> _Exercise description_: In the entries below, find each line with the word "sample" and return it.

Records drawn from a dataset

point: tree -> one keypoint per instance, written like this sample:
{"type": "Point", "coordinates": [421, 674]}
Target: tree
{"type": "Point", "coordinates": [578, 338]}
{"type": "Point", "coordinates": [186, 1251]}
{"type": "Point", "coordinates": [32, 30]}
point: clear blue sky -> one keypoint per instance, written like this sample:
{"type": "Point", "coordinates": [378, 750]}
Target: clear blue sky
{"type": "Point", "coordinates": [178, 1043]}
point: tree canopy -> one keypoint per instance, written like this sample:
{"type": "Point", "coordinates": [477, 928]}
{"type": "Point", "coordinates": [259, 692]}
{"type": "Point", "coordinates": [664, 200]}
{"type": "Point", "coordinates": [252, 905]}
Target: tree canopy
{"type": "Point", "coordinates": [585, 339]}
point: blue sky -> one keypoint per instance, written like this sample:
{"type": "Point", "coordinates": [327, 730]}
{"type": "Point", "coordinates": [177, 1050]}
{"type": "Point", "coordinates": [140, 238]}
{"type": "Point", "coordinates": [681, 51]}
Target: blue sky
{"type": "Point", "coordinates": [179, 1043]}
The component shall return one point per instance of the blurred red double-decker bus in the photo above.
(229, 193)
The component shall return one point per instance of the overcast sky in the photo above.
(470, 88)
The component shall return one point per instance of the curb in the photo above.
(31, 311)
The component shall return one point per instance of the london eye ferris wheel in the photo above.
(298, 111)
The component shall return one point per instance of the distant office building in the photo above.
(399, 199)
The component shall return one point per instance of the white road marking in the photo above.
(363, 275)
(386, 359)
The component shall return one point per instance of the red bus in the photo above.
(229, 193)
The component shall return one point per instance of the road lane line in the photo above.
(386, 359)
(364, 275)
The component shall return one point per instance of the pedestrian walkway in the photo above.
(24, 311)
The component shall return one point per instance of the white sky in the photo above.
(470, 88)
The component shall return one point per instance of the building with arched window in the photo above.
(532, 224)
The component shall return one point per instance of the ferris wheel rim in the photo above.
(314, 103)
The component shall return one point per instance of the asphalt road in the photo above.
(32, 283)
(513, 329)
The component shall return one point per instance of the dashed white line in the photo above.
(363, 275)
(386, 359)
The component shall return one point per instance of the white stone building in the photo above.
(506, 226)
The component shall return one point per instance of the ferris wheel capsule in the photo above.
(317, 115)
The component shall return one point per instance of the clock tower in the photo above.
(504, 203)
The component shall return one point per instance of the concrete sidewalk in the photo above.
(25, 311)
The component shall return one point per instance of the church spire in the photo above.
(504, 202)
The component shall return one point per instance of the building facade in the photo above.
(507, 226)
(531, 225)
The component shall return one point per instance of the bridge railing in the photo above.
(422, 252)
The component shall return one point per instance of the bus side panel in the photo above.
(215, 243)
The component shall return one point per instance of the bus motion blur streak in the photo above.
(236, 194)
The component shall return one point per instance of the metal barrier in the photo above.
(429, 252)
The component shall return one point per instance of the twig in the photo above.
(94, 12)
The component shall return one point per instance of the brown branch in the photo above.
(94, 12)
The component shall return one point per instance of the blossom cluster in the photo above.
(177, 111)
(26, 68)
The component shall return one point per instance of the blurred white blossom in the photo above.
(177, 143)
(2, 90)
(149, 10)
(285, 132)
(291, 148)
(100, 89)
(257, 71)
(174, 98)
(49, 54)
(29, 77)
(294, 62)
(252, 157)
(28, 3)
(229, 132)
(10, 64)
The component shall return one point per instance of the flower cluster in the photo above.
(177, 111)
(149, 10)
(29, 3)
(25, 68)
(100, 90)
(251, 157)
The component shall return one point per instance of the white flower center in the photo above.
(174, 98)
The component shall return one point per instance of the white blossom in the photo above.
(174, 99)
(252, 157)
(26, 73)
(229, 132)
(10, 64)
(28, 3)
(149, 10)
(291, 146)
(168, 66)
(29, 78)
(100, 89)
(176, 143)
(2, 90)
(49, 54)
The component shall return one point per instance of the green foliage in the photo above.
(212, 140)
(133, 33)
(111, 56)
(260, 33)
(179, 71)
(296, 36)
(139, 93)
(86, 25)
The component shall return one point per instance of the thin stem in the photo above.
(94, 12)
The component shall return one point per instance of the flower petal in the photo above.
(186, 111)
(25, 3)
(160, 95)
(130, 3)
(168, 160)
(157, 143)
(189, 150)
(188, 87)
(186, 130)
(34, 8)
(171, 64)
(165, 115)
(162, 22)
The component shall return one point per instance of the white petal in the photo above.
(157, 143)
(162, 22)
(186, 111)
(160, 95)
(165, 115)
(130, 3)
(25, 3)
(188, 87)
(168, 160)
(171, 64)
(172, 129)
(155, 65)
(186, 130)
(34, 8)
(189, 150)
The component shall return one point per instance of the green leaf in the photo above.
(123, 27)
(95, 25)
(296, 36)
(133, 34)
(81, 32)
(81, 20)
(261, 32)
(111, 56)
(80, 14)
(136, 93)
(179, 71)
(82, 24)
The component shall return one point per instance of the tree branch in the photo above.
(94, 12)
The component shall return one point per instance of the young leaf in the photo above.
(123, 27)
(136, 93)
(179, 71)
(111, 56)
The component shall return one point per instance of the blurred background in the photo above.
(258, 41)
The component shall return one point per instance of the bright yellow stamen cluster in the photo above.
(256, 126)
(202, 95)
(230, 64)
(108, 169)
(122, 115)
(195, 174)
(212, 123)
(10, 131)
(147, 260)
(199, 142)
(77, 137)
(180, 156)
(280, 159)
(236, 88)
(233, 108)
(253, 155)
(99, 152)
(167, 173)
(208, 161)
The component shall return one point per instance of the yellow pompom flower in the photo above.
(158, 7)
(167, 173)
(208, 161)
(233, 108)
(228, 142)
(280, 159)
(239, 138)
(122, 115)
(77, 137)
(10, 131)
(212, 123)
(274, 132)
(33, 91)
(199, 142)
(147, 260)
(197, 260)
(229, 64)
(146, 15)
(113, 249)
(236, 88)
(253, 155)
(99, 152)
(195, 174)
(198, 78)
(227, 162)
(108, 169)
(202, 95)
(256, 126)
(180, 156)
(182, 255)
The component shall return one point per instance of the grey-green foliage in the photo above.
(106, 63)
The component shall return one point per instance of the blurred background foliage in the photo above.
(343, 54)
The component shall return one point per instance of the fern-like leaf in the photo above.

> _Solution below_:
point: tree -> one keypoint per instance, written like this sample:
point: clear blue sky -> one keypoint per instance, written like this sample:
point: tree canopy -> one keypoint per instance, written like this sample:
point: blue sky -> one keypoint per instance, written like this sample:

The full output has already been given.